> **SOAL LATIHAN**
Salin persis berita tentang petani Indonesia di bawah, semuanya mulai dari "Dalam dikusi yang" terus sampai "petani yang sukses.".

> **DOKUMEN**
■ ■ ■

Harianmomentum.com-- Tak hanya Detasemen Khusus Anti Terorisme (Densus Anti Teror) dan Detasemen Tindak Pidana Korupsi (Densus Tipikor) yang harus hadir, tapi Indonesia juga perlu Densus Anti Hama.
Sebab pertanian dan para
petani Indonesia kini terus-terusan dihajar hama sebagai teror yang meruntuhkan
sektor pertanian. Hal ini dinyatakan Ketua Umum Himpunan Kerukunan Tani
Indonesia (HKTI) yang juga bekas Panglima TNI, Jenderal TNI (Purn) Moeldoko.
Saat ini, ujarnya, petani Indonesia sudah kian menyusut dan
redup. Kondisi itu, nilai Moeldoko, akan sangat berbahaya bagi masa depan
bangsa. Sebab, kebutuhan pangan tidak pernah berhenti. Ketahanan dan
kedaulatan pangan bisa jadi ancaman serius saat ini, bila petani dan pertanian
Indonesia tidak dibenahi dengan sungguh-sungguh.
"Jumlah petani Indonesia kian kecil. Perlahan, tak ada
lagi generasi muda yang mau jadi petani," ujarnya, saat menjadi pembicara
Serial Dikusi Indonesia Rumah Kita, Menyambut Sumpah Pemuda, di Jakarta Pusat,
akhir pekan lalu.
Dalam dikusi yang dihadiri ratusan elemen kaum muda itu juga
hadir sebagai pembicara senior Golkar Akbar Tanjung, anggota Dewan Pertimbangan
Presiden (Wantimpres) Mayjen Pol (Purn) Sidarto Danusubroto, Menteri Dalam
Negeri (Mendagri) Tjahjo Kumolo, bekas Menteri Pemuda dan Olah Raga (Menpora)/
Kwartir Nasional Pramuka Dr Adhyaksa Dault, Wakil Gubernur Sumatera Utara
Brigjen TNI (Purn) Dr Nuhajizah Marpaung, Wakil Bupati Halmahera Selatan Ihwan
Hasim.
Menurut Moeldoko, ruang dan lahan serta kemampuan petani
Indonesia kian sempit dan sulit. Seharusnya, masyarakat dan anak-anak muda bisa
memiliki kesempatan besar untuk menjadi petani yang sukses.

■ ■ ■

> **BLOK DATA**

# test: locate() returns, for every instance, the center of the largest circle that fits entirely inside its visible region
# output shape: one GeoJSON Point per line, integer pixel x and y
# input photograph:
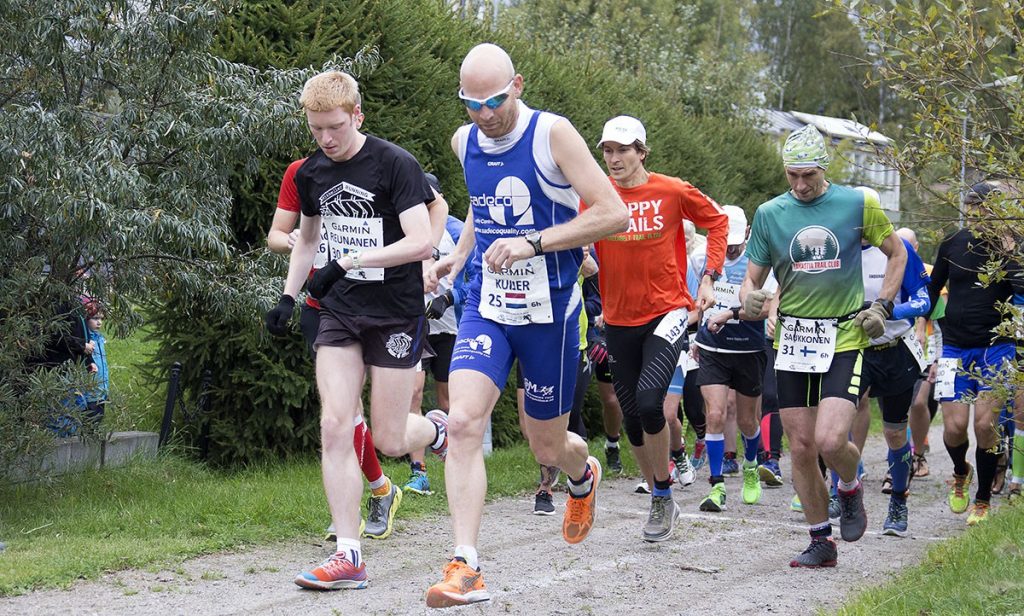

■ ■ ■

> **JAWABAN LENGKAP**
Dalam dikusi yang dihadiri ratusan elemen kaum muda itu juga
hadir sebagai pembicara senior Golkar Akbar Tanjung, anggota Dewan Pertimbangan
Presiden (Wantimpres) Mayjen Pol (Purn) Sidarto Danusubroto, Menteri Dalam
Negeri (Mendagri) Tjahjo Kumolo, bekas Menteri Pemuda dan Olah Raga (Menpora)/
Kwartir Nasional Pramuka Dr Adhyaksa Dault, Wakil Gubernur Sumatera Utara
Brigjen TNI (Purn) Dr Nuhajizah Marpaung, Wakil Bupati Halmahera Selatan Ihwan
Hasim.
Menurut Moeldoko, ruang dan lahan serta kemampuan petani
Indonesia kian sempit dan sulit. Seharusnya, masyarakat dan anak-anak muda bisa
memiliki kesempatan besar untuk menjadi petani yang sukses.